Collected data entries
━━━━━━━━━━━━━━━━━━━━━━━━━━━━━━

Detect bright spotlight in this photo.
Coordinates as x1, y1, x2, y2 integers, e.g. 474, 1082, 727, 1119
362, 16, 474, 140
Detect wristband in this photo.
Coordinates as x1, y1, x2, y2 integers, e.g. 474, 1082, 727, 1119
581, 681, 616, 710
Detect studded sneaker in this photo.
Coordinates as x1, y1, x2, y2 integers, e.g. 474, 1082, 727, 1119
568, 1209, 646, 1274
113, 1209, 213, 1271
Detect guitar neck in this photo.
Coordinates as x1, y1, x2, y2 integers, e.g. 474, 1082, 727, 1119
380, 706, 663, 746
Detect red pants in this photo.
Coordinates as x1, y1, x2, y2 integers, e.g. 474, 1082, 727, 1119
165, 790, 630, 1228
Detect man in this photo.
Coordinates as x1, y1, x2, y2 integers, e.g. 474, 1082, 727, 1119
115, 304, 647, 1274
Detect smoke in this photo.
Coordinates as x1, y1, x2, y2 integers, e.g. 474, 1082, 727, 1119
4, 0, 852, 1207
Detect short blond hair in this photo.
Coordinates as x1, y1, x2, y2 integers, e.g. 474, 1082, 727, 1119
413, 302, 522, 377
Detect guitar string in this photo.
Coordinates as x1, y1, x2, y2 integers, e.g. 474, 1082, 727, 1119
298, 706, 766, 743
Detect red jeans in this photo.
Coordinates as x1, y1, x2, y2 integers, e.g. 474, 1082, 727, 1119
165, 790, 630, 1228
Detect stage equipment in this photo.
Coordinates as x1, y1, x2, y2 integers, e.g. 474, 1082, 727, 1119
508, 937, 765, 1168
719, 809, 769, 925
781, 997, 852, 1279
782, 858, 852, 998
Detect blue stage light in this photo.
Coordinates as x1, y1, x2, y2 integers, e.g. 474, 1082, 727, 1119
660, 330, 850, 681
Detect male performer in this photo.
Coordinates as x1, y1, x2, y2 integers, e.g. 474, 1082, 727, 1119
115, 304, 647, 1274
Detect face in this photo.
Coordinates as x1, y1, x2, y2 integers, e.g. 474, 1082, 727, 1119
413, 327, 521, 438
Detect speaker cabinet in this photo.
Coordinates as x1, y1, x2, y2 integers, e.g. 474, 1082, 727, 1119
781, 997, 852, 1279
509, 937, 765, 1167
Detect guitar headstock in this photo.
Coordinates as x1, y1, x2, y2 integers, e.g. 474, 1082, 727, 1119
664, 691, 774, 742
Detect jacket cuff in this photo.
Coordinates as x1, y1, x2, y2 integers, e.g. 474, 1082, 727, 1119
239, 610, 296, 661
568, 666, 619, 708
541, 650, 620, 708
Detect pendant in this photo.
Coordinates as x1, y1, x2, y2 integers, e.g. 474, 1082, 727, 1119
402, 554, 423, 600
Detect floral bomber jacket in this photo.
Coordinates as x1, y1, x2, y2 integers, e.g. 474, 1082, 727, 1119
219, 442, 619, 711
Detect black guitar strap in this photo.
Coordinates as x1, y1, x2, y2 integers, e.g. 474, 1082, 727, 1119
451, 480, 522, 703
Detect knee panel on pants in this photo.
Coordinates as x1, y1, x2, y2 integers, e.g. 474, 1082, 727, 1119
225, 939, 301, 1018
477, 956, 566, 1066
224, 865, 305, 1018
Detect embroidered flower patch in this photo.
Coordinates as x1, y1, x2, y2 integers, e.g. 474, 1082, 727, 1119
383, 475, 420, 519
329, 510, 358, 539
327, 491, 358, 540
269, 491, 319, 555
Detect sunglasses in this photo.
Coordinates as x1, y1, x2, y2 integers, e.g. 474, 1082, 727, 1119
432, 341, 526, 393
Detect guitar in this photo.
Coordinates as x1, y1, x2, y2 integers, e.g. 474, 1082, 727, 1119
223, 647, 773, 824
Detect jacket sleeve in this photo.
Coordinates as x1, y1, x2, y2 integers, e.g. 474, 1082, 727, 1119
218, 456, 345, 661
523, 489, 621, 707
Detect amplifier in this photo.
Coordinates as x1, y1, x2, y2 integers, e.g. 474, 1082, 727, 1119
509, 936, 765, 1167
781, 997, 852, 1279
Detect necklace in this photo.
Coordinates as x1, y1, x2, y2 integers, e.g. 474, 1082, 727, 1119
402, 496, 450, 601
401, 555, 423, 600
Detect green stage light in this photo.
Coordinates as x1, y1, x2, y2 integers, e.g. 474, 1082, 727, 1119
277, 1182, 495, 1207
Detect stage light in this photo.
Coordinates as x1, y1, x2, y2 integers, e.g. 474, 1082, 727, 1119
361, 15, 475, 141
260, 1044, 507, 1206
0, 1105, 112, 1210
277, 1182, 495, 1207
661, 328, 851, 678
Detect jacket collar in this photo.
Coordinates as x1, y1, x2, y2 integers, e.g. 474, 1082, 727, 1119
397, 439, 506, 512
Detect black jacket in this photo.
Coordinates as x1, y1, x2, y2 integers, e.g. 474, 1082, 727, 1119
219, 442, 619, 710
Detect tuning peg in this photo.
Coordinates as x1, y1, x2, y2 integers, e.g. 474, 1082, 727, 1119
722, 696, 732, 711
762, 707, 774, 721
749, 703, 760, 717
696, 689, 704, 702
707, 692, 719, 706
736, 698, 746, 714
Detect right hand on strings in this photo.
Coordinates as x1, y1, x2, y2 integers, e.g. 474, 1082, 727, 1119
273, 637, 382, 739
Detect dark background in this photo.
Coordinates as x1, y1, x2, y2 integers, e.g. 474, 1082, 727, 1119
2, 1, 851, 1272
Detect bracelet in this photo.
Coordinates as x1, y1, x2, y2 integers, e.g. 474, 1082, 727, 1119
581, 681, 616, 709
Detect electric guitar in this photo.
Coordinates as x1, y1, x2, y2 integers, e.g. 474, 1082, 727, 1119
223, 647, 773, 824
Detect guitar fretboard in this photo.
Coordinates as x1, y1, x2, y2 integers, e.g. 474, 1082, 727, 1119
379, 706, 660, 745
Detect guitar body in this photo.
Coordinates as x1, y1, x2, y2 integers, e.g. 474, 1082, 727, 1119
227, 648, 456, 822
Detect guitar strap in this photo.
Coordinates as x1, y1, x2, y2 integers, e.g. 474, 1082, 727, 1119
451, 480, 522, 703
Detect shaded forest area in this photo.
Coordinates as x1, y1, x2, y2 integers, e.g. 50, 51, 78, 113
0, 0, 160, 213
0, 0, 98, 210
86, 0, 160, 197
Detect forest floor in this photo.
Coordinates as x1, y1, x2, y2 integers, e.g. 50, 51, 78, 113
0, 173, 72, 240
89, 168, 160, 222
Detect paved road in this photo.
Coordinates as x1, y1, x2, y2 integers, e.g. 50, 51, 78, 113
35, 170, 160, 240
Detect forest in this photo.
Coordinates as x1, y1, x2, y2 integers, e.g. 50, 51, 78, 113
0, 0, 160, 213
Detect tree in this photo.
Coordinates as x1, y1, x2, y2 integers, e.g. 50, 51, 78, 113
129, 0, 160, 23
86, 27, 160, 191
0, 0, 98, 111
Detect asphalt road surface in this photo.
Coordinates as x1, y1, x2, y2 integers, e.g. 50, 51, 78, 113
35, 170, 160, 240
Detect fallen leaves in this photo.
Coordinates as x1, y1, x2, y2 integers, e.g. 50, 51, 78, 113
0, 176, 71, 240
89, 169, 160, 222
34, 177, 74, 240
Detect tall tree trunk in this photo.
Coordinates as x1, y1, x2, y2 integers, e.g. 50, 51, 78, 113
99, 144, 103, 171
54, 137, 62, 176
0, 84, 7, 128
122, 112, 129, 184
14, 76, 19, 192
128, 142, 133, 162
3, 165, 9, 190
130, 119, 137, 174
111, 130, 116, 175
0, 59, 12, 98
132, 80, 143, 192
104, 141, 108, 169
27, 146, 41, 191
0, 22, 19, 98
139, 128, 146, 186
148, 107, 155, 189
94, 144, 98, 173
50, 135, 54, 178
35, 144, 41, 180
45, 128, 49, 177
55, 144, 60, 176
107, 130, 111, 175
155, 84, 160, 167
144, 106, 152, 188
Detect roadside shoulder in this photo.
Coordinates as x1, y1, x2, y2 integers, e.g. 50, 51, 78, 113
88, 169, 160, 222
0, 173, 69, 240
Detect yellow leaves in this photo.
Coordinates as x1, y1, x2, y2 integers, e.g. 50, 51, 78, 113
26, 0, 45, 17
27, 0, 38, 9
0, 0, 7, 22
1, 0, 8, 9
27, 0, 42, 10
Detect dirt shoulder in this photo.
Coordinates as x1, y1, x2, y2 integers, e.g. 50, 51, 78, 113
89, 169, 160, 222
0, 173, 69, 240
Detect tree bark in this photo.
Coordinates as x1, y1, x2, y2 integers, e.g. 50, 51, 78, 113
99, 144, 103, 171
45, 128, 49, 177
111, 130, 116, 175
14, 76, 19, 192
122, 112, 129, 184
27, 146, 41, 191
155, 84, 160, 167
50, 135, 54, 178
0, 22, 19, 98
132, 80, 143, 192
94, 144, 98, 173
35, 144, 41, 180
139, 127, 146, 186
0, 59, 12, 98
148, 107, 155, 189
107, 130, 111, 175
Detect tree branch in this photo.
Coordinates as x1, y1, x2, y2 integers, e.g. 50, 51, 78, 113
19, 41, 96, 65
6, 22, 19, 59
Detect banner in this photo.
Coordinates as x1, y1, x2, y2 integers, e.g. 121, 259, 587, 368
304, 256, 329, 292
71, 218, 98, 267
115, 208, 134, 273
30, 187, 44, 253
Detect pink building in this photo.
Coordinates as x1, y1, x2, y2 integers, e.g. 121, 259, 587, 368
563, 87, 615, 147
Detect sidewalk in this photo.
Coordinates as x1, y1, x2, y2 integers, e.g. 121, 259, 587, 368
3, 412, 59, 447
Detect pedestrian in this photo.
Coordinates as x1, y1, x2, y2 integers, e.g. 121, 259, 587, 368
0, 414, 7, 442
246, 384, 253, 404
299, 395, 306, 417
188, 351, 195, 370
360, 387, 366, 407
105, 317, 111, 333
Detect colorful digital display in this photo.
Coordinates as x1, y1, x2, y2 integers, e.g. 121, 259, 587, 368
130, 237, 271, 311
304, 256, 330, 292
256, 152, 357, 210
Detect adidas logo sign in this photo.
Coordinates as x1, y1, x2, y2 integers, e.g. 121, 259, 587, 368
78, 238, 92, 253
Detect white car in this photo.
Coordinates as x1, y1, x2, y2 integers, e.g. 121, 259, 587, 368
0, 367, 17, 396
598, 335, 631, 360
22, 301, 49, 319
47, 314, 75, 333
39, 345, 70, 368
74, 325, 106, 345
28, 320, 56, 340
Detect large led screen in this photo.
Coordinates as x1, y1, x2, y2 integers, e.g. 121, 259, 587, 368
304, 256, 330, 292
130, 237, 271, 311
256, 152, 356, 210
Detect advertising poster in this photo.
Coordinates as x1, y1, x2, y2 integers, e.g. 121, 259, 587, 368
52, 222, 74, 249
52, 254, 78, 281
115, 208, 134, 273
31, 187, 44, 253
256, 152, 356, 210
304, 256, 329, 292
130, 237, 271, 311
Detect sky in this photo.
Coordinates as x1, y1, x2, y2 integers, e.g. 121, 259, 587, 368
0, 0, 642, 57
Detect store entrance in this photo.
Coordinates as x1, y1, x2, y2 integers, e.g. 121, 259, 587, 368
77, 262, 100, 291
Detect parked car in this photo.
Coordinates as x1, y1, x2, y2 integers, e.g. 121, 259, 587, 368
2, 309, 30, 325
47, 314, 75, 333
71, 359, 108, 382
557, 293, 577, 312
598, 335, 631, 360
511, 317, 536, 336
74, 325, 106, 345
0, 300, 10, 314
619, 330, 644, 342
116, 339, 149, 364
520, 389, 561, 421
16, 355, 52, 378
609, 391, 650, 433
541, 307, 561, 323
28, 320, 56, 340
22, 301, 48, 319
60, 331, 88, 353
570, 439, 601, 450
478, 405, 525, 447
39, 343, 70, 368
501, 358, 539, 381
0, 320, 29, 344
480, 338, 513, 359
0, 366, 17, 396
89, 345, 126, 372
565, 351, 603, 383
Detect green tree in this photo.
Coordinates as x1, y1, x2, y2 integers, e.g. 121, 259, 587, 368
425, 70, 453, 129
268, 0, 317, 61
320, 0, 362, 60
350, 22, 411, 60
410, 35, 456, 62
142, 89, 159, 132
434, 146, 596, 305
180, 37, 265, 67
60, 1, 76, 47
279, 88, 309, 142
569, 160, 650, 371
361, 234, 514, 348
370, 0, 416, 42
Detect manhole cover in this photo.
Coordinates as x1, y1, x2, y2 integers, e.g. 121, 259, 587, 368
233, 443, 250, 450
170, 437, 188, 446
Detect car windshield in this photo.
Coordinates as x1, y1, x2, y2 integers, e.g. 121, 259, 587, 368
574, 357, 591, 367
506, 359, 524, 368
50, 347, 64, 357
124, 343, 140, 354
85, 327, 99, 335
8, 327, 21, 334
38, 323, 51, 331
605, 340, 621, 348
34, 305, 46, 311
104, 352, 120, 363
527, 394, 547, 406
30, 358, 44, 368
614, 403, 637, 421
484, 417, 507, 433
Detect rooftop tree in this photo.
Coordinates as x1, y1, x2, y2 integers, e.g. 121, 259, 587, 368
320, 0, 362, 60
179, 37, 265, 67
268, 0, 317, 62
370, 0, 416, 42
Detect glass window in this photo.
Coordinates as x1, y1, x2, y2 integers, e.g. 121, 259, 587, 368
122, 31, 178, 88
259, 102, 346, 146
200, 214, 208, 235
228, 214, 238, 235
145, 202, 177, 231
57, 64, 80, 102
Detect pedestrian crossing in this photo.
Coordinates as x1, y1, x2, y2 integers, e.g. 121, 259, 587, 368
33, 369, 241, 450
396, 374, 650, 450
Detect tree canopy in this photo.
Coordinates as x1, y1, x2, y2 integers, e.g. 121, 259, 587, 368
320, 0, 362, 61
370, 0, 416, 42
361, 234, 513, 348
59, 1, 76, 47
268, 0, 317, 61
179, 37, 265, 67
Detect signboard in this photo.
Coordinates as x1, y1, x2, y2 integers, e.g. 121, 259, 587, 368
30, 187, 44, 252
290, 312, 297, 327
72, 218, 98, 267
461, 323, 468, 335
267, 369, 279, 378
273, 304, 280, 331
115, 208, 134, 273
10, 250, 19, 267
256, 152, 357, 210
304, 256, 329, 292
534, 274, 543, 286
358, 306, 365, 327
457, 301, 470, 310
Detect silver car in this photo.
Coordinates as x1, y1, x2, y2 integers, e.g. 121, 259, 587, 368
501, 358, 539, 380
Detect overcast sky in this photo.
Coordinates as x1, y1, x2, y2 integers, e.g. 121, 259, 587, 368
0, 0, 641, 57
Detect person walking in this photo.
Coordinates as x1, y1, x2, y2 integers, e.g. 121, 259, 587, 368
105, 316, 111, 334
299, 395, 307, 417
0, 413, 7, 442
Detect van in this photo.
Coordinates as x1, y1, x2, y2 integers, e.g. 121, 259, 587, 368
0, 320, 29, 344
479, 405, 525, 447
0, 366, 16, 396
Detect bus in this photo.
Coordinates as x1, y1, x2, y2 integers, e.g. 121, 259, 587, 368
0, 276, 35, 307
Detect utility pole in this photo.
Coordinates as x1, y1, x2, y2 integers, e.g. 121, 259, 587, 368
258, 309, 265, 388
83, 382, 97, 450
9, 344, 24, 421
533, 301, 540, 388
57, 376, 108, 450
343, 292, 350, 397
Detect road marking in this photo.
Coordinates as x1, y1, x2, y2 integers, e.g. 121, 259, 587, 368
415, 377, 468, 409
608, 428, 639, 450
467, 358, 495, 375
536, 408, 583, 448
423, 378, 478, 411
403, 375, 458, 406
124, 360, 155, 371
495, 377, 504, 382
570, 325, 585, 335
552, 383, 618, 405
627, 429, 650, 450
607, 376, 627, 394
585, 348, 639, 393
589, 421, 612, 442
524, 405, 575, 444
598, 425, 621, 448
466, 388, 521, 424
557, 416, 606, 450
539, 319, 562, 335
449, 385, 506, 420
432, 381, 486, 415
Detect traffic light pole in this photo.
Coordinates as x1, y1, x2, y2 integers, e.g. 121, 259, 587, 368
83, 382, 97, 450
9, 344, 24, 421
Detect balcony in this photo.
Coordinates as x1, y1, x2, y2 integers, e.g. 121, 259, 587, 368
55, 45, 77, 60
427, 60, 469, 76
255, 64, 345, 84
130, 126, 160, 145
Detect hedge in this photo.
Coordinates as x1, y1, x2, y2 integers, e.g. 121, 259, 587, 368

━━━━━━━━━━━━━━━━━━━━━━━━━━━━━━

→ The problem
What lines above contain the word "jacket"? Return each such line.

→ Solution to this exercise
Detect jacket cuff in this photo.
Detect floral bomber jacket in this photo.
Detect jacket sleeve in this photo.
Detect jacket collar in this photo.
Detect black jacket in this photo.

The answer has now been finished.